• _Information shown_
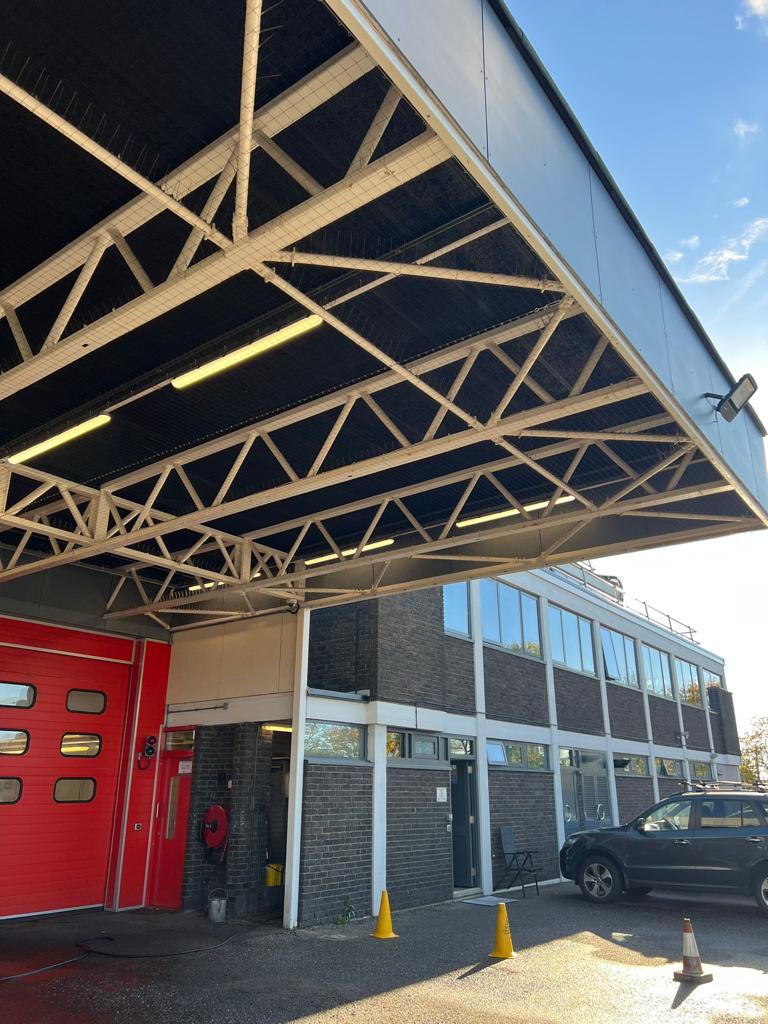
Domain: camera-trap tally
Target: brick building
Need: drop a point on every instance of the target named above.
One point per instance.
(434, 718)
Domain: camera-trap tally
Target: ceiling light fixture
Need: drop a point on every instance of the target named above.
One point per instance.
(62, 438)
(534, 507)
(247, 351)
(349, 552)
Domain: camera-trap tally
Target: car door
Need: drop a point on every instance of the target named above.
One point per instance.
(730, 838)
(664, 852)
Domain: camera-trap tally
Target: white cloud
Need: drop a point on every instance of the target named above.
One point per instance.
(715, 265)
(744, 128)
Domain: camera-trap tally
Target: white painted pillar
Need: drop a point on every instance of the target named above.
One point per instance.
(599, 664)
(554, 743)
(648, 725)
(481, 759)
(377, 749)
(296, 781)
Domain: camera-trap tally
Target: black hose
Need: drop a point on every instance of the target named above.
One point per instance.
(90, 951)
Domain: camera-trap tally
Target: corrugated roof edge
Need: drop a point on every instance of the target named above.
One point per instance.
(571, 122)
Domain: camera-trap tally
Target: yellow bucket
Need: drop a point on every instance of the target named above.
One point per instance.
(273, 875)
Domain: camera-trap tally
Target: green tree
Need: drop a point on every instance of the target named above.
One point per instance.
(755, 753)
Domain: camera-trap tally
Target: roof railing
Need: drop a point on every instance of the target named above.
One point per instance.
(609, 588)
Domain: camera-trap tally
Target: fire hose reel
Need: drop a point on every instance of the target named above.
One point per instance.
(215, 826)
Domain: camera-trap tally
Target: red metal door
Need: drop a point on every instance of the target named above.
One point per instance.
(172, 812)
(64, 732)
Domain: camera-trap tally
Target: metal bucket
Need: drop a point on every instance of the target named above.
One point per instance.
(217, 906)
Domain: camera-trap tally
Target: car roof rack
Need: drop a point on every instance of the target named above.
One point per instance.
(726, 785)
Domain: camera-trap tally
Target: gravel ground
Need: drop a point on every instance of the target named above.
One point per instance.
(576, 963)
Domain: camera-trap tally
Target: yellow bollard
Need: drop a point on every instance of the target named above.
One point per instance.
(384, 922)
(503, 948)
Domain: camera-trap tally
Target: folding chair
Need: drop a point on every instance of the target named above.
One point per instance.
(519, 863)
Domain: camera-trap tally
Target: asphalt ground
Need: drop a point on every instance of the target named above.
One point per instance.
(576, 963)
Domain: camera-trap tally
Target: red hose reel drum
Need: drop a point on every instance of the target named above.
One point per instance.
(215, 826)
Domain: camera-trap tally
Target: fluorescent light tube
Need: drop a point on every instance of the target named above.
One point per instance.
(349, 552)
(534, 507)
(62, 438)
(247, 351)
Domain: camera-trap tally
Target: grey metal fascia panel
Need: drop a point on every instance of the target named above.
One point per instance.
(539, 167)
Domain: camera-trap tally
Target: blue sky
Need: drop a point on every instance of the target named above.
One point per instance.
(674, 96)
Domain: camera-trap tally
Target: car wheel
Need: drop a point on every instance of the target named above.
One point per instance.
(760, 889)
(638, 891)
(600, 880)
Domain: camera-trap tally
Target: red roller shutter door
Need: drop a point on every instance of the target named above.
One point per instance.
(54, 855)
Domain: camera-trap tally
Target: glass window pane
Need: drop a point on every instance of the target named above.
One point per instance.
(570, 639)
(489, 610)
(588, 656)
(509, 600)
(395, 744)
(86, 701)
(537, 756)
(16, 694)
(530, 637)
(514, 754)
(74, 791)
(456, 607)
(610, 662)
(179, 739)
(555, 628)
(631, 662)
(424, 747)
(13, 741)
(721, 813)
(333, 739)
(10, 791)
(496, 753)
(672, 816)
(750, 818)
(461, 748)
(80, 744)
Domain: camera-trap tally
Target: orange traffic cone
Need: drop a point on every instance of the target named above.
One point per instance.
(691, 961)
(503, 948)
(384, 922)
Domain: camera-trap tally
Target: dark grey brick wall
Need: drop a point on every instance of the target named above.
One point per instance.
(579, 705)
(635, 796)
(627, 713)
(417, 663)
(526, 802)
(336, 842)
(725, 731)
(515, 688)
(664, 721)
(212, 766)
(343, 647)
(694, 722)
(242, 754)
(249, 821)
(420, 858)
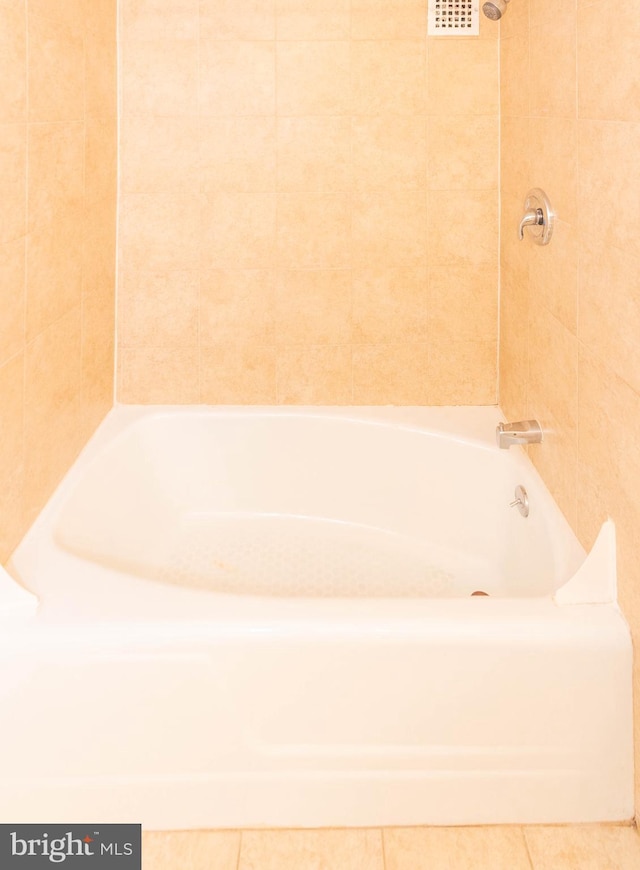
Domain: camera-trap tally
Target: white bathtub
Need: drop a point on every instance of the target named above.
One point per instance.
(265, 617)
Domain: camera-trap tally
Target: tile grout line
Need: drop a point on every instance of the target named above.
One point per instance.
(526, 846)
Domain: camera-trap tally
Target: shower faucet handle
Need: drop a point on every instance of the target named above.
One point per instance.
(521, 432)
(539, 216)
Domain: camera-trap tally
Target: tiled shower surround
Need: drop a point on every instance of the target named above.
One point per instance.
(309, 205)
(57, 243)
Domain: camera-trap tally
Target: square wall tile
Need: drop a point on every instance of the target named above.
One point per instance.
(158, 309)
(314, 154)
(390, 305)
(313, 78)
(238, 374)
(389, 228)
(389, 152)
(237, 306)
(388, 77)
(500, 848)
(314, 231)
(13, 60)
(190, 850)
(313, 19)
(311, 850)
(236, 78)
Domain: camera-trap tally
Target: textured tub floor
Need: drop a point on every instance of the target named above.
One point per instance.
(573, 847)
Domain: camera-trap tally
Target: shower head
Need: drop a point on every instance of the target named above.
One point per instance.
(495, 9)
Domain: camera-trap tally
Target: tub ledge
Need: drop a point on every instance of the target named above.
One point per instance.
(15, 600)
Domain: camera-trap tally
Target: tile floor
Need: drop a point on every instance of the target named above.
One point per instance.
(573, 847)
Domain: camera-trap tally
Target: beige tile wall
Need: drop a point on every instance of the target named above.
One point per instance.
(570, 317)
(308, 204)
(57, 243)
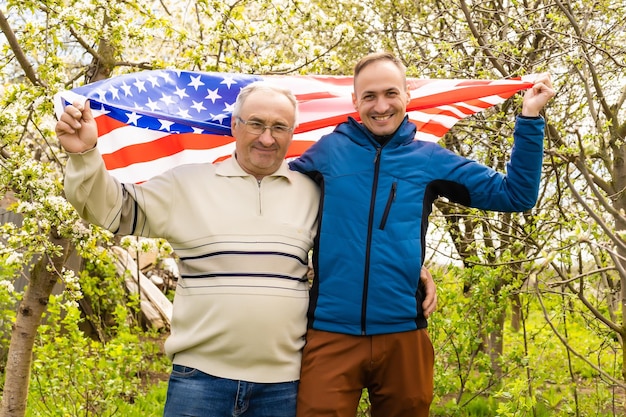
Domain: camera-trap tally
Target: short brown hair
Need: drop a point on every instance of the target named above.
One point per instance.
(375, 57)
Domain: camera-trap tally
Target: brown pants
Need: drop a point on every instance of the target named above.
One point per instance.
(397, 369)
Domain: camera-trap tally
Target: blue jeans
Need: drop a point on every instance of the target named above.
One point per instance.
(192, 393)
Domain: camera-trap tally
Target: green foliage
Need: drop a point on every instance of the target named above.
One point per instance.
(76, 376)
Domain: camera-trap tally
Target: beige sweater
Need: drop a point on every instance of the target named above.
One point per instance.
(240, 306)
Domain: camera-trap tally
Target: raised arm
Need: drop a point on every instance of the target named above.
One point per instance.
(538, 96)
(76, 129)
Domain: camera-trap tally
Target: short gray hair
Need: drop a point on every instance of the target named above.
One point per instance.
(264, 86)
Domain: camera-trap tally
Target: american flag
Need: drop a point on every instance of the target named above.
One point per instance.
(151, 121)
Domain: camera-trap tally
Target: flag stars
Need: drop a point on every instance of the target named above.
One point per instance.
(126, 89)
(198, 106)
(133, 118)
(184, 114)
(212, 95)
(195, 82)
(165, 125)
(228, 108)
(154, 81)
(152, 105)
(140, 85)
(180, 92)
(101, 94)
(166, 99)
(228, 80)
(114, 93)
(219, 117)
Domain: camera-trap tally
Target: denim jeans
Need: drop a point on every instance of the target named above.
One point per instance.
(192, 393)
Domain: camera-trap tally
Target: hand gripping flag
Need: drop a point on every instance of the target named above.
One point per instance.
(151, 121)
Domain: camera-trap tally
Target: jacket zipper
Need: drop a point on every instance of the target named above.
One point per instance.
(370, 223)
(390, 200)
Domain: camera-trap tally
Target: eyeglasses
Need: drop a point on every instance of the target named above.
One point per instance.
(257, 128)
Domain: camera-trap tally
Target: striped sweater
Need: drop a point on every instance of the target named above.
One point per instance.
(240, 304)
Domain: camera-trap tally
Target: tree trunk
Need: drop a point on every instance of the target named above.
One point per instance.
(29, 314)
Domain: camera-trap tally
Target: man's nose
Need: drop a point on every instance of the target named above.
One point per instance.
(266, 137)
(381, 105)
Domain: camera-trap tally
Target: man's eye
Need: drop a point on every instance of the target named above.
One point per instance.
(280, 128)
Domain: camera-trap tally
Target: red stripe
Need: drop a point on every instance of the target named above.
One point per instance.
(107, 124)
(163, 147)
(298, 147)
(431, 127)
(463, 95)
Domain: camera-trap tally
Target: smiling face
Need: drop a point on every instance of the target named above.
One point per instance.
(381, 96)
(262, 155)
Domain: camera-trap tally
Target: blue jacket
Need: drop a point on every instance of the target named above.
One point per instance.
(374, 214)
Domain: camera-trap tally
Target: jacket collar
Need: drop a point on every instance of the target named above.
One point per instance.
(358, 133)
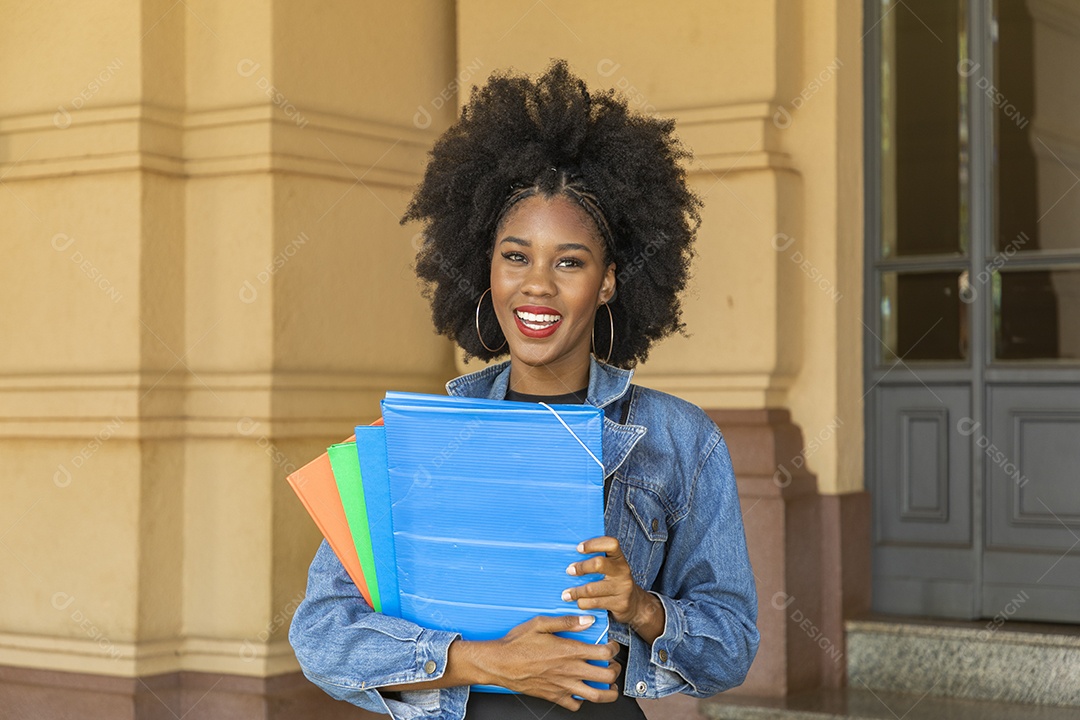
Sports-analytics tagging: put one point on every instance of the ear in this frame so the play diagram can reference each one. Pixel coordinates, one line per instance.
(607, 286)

• _What to do_
Look for the string "bucket" in the records, and copy every line where it is found.

• _Written solution_
Target: yellow bucket
Target: metal bucket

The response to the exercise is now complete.